Your task ▸ From the entries below, extract every line that includes the word "trunk".

[Start of Attachment]

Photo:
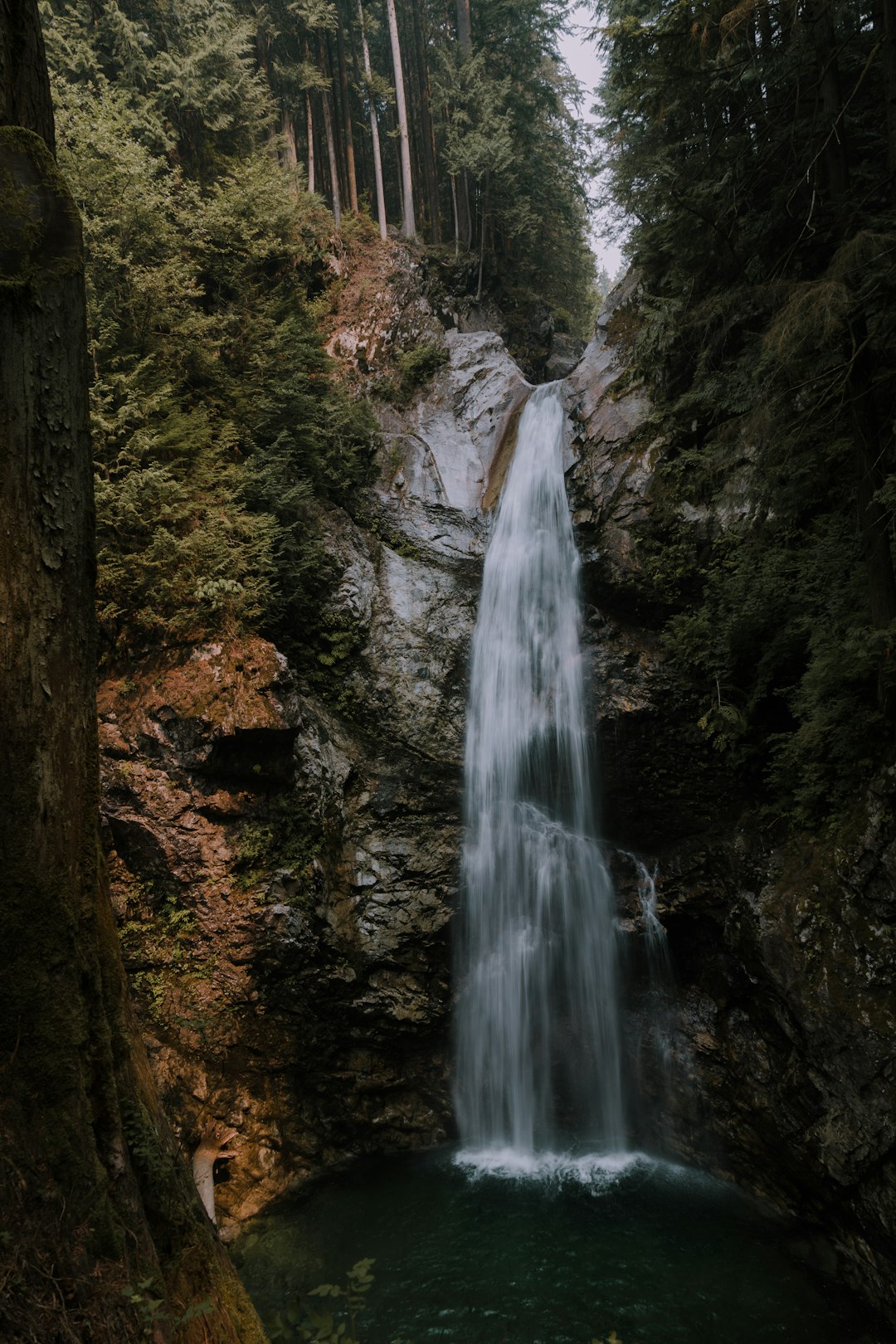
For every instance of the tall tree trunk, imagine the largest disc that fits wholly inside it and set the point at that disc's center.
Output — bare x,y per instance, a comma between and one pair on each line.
375,130
290,149
464,27
331,143
347,117
483,233
93,1195
426,129
832,104
885,26
409,227
336,105
309,130
457,222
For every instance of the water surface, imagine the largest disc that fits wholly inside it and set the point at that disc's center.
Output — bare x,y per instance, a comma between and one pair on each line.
475,1254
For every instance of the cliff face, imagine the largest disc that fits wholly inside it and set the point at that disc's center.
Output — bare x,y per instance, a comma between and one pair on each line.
285,869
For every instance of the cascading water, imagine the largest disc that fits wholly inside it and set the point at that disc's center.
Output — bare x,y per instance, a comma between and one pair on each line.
536,1023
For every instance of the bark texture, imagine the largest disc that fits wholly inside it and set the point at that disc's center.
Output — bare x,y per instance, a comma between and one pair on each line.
95,1200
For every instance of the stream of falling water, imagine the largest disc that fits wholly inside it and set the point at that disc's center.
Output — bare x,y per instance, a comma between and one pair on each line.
536,1025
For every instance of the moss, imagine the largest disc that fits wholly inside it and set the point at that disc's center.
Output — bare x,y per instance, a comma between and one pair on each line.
39,222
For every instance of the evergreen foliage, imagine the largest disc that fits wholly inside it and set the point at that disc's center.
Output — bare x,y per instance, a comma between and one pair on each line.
755,149
218,429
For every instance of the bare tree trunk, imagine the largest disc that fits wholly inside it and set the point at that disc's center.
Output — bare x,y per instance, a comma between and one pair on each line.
309,124
457,225
409,227
464,27
483,225
375,130
347,117
885,24
331,143
93,1195
426,129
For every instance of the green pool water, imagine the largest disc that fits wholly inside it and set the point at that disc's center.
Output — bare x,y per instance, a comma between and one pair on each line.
497,1253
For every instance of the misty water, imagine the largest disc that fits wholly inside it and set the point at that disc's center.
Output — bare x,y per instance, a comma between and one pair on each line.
542,1227
660,1254
538,1055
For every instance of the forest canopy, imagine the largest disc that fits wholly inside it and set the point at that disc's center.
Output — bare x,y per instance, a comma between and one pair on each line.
752,149
222,153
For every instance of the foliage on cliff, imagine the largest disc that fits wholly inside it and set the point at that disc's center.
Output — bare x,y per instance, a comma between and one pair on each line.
218,427
755,147
219,431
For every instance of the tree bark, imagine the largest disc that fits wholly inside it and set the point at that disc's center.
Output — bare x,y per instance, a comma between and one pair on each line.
347,117
375,130
331,144
464,27
93,1195
426,129
887,28
309,130
409,227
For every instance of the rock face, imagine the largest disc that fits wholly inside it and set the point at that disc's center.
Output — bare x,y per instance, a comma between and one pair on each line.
285,869
783,1019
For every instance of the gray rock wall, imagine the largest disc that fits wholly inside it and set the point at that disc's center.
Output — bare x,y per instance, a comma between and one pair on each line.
285,869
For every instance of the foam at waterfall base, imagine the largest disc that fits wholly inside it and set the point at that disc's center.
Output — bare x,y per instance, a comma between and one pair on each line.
597,1171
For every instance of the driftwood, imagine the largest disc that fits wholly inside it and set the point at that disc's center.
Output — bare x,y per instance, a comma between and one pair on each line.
212,1146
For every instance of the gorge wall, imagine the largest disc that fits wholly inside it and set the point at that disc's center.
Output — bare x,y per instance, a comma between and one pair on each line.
285,863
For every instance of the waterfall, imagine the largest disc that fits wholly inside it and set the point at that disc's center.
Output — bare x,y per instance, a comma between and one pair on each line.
536,1022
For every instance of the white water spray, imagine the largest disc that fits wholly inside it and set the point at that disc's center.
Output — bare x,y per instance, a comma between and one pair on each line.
536,1025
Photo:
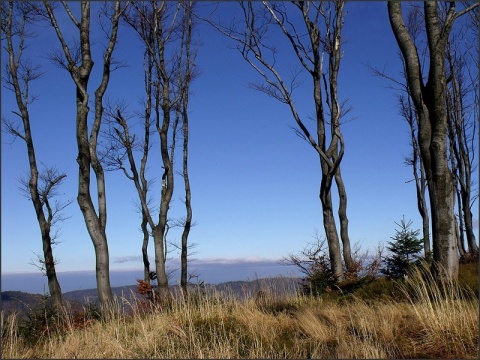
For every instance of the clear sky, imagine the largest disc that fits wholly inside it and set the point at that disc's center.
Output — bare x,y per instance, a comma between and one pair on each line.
255,184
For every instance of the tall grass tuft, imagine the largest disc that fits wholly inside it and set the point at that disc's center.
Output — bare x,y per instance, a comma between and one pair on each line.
446,315
437,321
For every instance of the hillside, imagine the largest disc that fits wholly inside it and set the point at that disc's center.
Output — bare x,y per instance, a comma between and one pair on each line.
22,302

[End of Attachment]

Task result ▸
For every instance of the tall tree trunk, imagine the largest disc that fits wholly inside it and set the point at that disc's center.
For every instance of the bare tree trunk, imagine the largest disc that fits wholly inside it and set the point at that disc's center.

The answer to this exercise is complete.